### ARTICLE
'''
Freebase Meets Materialize 2: The Data

Last post, I introduced the idea of using Materialize to implement fast reads of highly normalized Freebase data for an API endpoint. Today, we start by downloading the data and doing a bit of preprocessing.

1.9 Billion Triples #

The final public copy of the Freebase data can be downloaded at https://developers.google.com/freebase/. It’s a 22 GB gzip (250 GB uncompressed) of N-Triples, which is a text-based data format with a spec and everything. Each line is a <subject, predicate, object> triple and according to this page, there are 1.9 billion of them.

In the interest of fast iteration, I’d like to start with something that comfortably fits in memory. Before we can trim down the data, we have to look at how it’s structured.

Structure of Freebase Data #

This is all better explained by the since-removed [API documentation] (thank you Internet Archive), but I’ll go over a bit of it.
'''
### STORED ROWS
'''
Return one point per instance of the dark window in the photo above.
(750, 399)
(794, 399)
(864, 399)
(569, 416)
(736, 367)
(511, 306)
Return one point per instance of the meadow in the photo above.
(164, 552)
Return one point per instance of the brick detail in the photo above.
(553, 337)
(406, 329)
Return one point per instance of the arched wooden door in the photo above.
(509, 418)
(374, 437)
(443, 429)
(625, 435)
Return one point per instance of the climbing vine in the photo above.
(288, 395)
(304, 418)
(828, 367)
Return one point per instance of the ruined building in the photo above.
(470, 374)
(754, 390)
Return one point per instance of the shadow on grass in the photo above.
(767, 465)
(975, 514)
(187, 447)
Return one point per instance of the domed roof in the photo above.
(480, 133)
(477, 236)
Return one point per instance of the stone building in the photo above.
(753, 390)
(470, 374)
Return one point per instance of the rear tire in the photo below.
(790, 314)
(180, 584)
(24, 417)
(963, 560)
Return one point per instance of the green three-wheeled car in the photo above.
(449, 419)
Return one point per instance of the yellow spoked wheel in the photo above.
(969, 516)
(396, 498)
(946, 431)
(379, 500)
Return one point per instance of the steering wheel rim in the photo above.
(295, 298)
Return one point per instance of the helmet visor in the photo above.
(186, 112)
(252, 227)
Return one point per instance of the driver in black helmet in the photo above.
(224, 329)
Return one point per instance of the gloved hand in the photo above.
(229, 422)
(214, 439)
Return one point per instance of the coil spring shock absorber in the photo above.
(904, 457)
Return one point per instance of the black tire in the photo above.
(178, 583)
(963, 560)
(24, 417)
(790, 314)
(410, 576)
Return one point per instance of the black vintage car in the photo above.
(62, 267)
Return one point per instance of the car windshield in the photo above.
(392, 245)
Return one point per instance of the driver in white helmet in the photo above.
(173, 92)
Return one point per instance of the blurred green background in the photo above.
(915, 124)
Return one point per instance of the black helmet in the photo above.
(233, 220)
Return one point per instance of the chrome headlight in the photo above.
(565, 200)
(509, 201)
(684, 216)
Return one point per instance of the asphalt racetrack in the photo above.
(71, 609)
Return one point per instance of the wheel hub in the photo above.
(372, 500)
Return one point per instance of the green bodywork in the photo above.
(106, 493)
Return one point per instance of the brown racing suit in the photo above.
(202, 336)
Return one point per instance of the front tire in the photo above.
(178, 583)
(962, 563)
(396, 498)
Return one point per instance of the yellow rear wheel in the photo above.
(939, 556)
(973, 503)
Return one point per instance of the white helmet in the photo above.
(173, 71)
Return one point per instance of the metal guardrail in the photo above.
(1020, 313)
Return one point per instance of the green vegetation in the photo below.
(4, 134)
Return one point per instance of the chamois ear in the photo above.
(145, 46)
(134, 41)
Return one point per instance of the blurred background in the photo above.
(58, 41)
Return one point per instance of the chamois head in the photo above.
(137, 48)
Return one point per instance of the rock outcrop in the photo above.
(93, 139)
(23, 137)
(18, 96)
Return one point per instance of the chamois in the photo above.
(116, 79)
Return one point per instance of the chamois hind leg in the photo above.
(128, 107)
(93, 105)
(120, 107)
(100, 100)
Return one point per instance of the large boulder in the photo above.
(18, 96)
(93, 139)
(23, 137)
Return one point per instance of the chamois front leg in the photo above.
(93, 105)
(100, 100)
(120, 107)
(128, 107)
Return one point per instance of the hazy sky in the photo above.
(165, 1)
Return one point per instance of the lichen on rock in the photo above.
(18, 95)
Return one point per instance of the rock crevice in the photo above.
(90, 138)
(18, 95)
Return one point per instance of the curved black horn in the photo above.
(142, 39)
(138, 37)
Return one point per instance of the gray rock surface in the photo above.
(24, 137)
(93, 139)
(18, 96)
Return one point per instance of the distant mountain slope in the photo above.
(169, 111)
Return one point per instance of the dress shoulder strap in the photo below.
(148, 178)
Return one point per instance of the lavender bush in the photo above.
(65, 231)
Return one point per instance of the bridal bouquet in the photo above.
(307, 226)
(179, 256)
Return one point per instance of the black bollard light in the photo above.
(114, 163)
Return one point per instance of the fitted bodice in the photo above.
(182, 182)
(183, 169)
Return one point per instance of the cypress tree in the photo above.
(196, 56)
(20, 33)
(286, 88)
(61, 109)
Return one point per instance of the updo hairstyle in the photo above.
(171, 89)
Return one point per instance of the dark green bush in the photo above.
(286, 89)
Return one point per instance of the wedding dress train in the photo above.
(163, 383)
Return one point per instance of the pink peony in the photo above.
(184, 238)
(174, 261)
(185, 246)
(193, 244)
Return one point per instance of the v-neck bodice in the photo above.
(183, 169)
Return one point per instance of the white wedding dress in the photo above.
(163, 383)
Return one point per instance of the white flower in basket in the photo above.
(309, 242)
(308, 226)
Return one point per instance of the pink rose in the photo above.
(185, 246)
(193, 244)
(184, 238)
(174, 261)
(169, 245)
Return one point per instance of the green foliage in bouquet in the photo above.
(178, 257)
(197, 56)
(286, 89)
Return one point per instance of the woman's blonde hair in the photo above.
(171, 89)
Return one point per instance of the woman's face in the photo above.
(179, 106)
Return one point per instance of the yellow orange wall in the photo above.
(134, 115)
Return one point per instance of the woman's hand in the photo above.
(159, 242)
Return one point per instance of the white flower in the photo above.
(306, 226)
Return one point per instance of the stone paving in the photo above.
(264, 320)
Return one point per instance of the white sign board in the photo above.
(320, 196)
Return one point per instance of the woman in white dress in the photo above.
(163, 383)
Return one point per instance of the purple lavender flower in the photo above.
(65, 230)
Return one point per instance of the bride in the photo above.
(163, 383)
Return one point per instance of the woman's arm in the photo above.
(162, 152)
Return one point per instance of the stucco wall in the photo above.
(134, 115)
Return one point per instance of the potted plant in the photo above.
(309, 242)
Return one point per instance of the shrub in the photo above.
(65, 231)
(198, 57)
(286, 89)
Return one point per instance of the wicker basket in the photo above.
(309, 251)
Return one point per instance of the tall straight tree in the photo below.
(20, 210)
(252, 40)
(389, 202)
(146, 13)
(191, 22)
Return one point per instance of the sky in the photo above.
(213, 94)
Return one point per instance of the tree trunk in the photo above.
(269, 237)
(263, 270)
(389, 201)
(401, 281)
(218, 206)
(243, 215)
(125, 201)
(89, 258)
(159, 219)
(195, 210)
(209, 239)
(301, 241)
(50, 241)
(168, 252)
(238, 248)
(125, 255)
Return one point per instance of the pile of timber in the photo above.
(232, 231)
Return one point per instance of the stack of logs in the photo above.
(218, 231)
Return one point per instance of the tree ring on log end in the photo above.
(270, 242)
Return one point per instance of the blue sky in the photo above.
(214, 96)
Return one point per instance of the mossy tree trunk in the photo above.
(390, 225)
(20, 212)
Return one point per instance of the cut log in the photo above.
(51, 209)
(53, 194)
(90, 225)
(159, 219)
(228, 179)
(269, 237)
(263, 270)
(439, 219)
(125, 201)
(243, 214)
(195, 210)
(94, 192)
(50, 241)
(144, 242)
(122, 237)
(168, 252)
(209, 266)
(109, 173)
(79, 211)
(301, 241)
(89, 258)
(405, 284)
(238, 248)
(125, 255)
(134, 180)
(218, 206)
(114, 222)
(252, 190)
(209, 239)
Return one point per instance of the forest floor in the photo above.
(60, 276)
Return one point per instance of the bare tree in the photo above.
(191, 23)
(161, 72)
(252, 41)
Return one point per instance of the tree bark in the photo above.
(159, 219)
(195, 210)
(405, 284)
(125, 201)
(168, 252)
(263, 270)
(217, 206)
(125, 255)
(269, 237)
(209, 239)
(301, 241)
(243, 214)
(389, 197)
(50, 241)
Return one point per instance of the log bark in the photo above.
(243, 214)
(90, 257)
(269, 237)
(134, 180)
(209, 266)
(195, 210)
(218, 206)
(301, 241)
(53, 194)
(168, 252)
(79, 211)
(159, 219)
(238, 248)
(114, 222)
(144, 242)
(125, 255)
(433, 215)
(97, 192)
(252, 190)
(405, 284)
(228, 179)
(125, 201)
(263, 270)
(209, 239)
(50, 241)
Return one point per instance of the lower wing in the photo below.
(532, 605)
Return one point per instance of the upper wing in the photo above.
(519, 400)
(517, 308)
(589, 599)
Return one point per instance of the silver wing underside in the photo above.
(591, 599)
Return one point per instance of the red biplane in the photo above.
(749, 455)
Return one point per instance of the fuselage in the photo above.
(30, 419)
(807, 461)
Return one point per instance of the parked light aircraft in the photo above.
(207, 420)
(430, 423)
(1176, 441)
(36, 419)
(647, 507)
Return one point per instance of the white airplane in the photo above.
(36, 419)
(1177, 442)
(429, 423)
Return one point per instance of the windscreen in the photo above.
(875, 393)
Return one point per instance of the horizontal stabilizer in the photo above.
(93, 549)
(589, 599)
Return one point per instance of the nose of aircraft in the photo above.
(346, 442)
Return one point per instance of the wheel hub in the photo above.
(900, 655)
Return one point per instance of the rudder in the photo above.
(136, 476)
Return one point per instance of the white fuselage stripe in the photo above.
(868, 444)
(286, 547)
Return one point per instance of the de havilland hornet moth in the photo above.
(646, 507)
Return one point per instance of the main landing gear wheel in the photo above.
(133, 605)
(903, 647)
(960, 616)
'''
### PROBLEM TO SOLVE
Answer these from the Freebase post:
1. What tool does the post use to implement fast reads of the Freebase data?
2. How large is the gzip download of the final public Freebase copy?
3. For fast iteration, what kind of data does the writer want to start with?

### ANSWER
1. Materialize.
2. 22 GB (250 GB uncompressed).
3. Something that comfortably fits in memory.